- SUPPLIED TEXT -
......

Ernesto Goes to the Movies: The Motorcycle Diaries, Brought to the Screen by Robert Redford, Shows Us the Young, Pre-Revolutionary Guevara. Call It Soft Socialist Realism

By Hoberman, J. | The American Prospect, October 2004 | Go to article overview

Ernesto Goes to the Movies: The Motorcycle Diaries, Brought to the Screen by Robert Redford, Shows Us the Young, Pre-Revolutionary Guevara. Call It Soft Socialist Realism


Hoberman, J., The American Prospect


HE WAS, PER JEAN-PAUL SARTRE, "the most complete human being of our age." Not to be outdone, Susan Sontag eulogized him as "the clearest, most unequivocal image of the humanity of the world-wide revolutionary struggle unfolding today." He, of course, is Ernesto "Che" Guevara, although the key word in Sontag's formulation is neither "humanity" nor "revolutionary" but "image."

You could find that image at the heart of the Montreal Museum of Fine Art's recent show Global Village: The 1960s, on the wall of a room provocatively called "Disorder." The image graced the posters used to advertise the show, and it was reproduced ad infinitum in the museum gift shop, amply (and ironically?) stocked with all manner of Che Guevara tchotchkes. Is it Che who gives the lost world and failed aspirations of the 1960s a human face?

Che Guevara's posthumous role as an icon and fashion statement has now lasted twice as long as his political career. Born to a left-wing, upper-middle-class family in Rosario, Argentina, in 1928 (the same year as international icon Mickey Mouse and ultimate iconographer Andy Warhol), he was an international political celebrity before he turned 32, slyly smiling on the cover of Time magazine in August 1960, flanked by subsidiary images of powerhouses Nikita Khrushchev and Mao Tse-tung. That same summer, Cuban photographer Alberto Korda snapped a more flattering portrait of El Che, long hair topped by a perfectly placed black beret and flowing in the winds of change, gaze resolutely focused on anti-imperialist struggle.

Officially known as Heroic Guerrilla, Korda's picture might be the most famous and most appropriated photographic portrait ever (the inevitable late Warhol multiple was utterly redundant). It's also an image no mere mortal could live up to. Indeed, Che the revolutionary martyr was born October 7, 1967, when another photo graph, this one amazingly Christ-like, flashed out of a Bolivian pueblo and around the world--"the corpse of the last armed prophet laid out on a sink in a shed, displayed by flashlight," wrote Robert Lowell.

......

- INFORMATION PROVIDED -
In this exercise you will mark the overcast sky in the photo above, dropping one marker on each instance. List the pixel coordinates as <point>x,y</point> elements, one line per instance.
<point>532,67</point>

......

- WHAT TO DO -
1/ Answer these questions using the Che Guevara article, one answer per line:
(a) In what city and year was Guevara born?
(b) Which magazine featured him on its cover in August 1960?
(c) What is the official title of Alberto Korda's portrait of him?
2/ Repeat word for word the passage of the Che Guevara article starting at "HE WAS, PER" and ending at "a human face?".

- SOLUTIONS TO THE PROBLEMS -
1/
(a) Rosario, Argentina, in 1928
(b) Time magazine
(c) Heroic Guerrilla

2/
HE WAS, PER JEAN-PAUL SARTRE, "the most complete human being of our age." Not to be outdone, Susan Sontag eulogized him as "the clearest, most unequivocal image of the humanity of the world-wide revolutionary struggle unfolding today." He, of course, is Ernesto "Che" Guevara, although the key word in Sontag's formulation is neither "humanity" nor "revolutionary" but "image."

You could find that image at the heart of the Montreal Museum of Fine Art's recent show Global Village: The 1960s, on the wall of a room provocatively called "Disorder." The image graced the posters used to advertise the show, and it was reproduced ad infinitum in the museum gift shop, amply (and ironically?) stocked with all manner of Che Guevara tchotchkes. Is it Che who gives the lost world and failed aspirations of the 1960s a human face?